Task prompt: Rewrite the lines of each of the items below as a numbered list, leaving out any blank lines.

Excerpted records:
◆ ◆ ◆ ◆

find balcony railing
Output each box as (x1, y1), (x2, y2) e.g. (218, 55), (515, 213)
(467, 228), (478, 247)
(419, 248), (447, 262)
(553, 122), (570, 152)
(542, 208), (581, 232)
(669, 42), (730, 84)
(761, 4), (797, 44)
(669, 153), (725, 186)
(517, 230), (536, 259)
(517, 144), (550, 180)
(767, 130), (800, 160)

◆ ◆ ◆ ◆

Solution to this exercise:
1. find balcony railing
2. Output each box as (x1, y1), (x2, y2) e.g. (218, 55), (515, 213)
3. (467, 228), (478, 247)
4. (419, 248), (447, 262)
5. (553, 122), (570, 152)
6. (542, 208), (581, 232)
7. (669, 42), (730, 84)
8. (761, 4), (797, 44)
9. (669, 153), (725, 186)
10. (517, 230), (536, 259)
11. (517, 144), (550, 180)
12. (767, 130), (800, 160)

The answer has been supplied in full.